--- START ---

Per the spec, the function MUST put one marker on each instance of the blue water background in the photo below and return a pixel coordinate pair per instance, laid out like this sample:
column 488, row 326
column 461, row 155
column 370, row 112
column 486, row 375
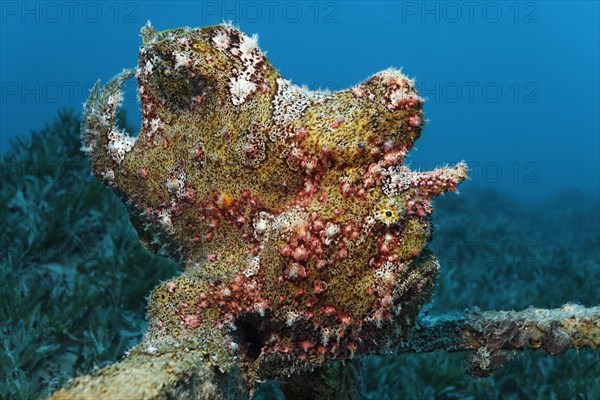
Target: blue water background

--- END ---

SHORT PROBLEM -
Can you reproduce all the material above word for word, leaving the picture out?

OUTPUT OF THE EXERCISE -
Per the spec, the function MUST put one marker on each instance of the blue water background in the photo below and return a pixel coordinate pair per instance, laid out like this sample:
column 488, row 326
column 461, row 155
column 370, row 112
column 486, row 375
Target: blue water background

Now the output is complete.